PASSAGE SHOWN ->
What is Parkinson’s disease?

In 1817, English surgeon James Parkinson referred to the disease in his influential paper “The essay on the Shaking Palsy” as “paralysis agitans” (“shaking palsy”). He described the symptoms this way:

“Involuntary tremulous motion, with lessened muscular power, in parts not in action and even when supported; with a propensity to bend the trunk forward, and to pass from a walking to a running pace: the senses and intellects being uninjured.”

In the late 1800s, Jean-Martin Charcot coined the term Parkinson’s disease.

But meditations and writing on the disease existed as early as three millennia ago in the ancient Indian medical system Ayurveda and in 425 BCE in the Chinese medical text “Ru Men Shi Qin,” which recommended an “antitremor pill” that to this day appears to provide reasonable symptomatic treatment for tremor and rigidity.

Care for patients began looking up in 1975 with the commercial advent of levodopa, a dopamine precursor discovered in 1960 by Oleh Hornykiewicz that, unlike dopamine, can cross the blood–brain barrier. There, it is converted into dopamine that halts tremors and restores motion to patients.

Deep brain stimulation also has the power to transform lives. The procedure, in which electrodes are implanted deep into the brain to send electrical activity to areas responsible for movement, was approved to treat Parkinson’s tremors in 1997, advanced disease in 2002 and early-stage disease in 2016.

Pathogenesis of Parkinson’s

Two forms of the disease have been identified: sporadic, which affects 95% of all patients, and familial, which affects the rest. Early-onset cases are often familial. Conversely, sporadic cases usually begin in the sixth or seventh decade of life and progresses over a period of 10 to 20 years.

DATA RECORDS ->
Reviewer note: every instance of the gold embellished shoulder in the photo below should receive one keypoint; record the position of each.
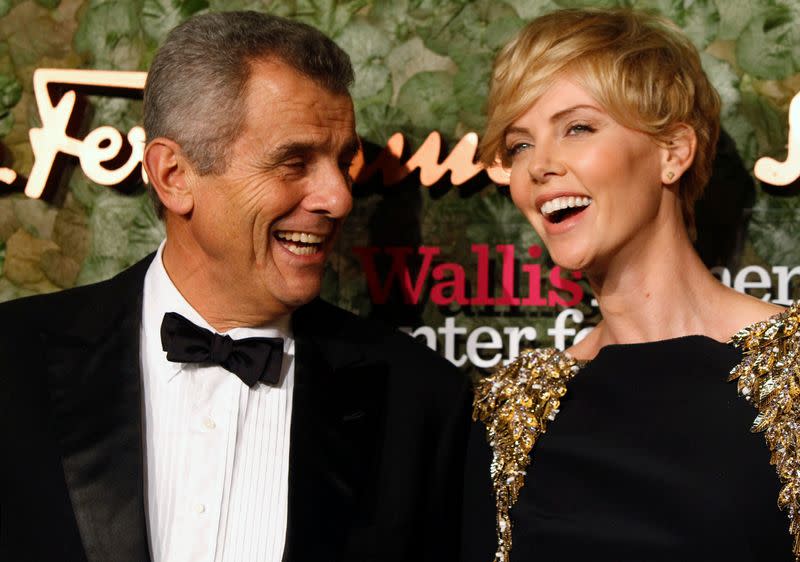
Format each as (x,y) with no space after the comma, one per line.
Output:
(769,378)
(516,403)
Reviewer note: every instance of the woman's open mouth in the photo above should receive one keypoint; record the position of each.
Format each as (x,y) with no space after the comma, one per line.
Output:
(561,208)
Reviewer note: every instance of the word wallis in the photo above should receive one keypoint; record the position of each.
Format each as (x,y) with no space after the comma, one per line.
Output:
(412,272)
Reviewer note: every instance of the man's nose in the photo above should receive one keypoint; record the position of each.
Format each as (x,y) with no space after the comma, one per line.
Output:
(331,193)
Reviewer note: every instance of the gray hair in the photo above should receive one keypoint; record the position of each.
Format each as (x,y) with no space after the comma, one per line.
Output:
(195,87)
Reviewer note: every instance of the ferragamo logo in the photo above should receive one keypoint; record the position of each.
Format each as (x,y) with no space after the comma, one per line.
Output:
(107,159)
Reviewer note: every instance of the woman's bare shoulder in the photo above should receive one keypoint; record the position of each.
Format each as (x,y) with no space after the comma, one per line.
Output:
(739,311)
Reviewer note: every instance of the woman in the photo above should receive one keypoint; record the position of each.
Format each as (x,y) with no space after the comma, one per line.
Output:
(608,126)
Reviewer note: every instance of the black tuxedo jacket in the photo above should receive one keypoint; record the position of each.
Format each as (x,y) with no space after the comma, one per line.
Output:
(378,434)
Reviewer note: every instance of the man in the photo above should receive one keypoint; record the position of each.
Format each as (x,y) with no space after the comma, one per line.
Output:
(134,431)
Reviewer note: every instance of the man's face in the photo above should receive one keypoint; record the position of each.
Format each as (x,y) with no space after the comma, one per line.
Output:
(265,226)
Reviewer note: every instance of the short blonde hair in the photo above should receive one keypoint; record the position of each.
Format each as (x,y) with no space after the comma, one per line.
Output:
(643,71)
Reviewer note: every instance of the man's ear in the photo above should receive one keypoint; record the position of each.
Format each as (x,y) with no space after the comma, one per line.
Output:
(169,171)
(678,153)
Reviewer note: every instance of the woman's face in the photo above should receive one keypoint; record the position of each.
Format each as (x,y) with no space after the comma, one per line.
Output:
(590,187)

---

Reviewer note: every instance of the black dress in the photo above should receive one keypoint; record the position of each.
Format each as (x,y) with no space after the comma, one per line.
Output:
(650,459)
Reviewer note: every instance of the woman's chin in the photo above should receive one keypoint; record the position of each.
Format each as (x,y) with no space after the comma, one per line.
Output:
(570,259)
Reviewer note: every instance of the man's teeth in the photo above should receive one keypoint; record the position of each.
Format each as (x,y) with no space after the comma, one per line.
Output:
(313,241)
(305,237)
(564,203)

* * *

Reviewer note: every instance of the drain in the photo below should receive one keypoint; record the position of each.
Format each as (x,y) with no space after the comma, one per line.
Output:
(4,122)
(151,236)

EXERCISES TO COMPLETE ->
• A. According to the passage on Parkinson's disease, what percentage of patients have the sporadic form?
• B. Pick up the passage on Parkinson's disease after its final sentence and keep going with its account of how the disease arises.

YOUR RESPONSES ->
• A. 95%

• B.
Through continuous research and study, it has been found that both mitochondrial dysfunction and α-synuclein pathology affect neuron resilience in PD neurodegeneration.

α-synuclein is a presynaptic neuronal protein that is linked both genetically and pathologically to PD pathogenesis. The protein is widely expressed in the nervous system and comprises 1% of the cytosolic proteins.

The gene that produces α-synuclein was identified as causative in a large Italian cohort and some Greek familial cases. It has also been determined that the PD-affected brain cells contain Lewy bodies — aggregates of α-synuclein.

Environmental factors also have been implicated in the pathogenesis of the disease.

Research in ASBMB journals

OTUB1 in PD pathology: Researchers at India’s Regional Centre for Biotechnology recently showed in the Journal of Biological Chemistry that OTU deubiquitinase ubiquitin aldehyde binding 1 (OTUB1), a deubiquitinating enzyme of the OTU family, is enriched together with α-synuclein in Lewy bodies from individuals with PD. OTUB1 may contribute to LB pathology via amyloidogenic properties.

Cysteine cathepsin in PD: In another study in JBC, researchers at the National Institutes of Health found that truncations of the C-terminals of α-synuclein in Lewy bodies are linked to the activities of cysteine cathepsins that promote amyloid formation and contribute to PD pathogenesis.

Protein homeostasis in PINK1 and PD: In an article published in the journal Molecular & Cellular Proteomics in October, researchers at the University of Chinese Academy of Sciences in Beijing found that proteostasis, mitochondrial health and critical signals all declined in Drosophila prior to the onset of aging and aging-associated diseases. They reported that protein synthesis decline was accelerated in PINK1 mutants, a Drosophila model of PD.

Lipid rafts and PD: Lipid rafts have been found to organize and determine the function of multiprotein complexes involved in signal transduction that, in turn, regulate brain homeostasis. In a paper in the Journal of Lipid Research in December, researchers at the University of Milan found a link between PD pathogenesis and altered composition of lipid rafts. 

α-synuclein species and therapeutic strategy: In a study in JBC in May, researchers at the University of Alabama’s Center for Neurodegeneration and Experimental Therapeutics found that b- sheet oligomers of α-synuclein cause significant loss of dopaminergic neurons in the striatum of mice brains. These findings might help identify therapeutic strategies to reduce formation of β-sheet fibrillar forms.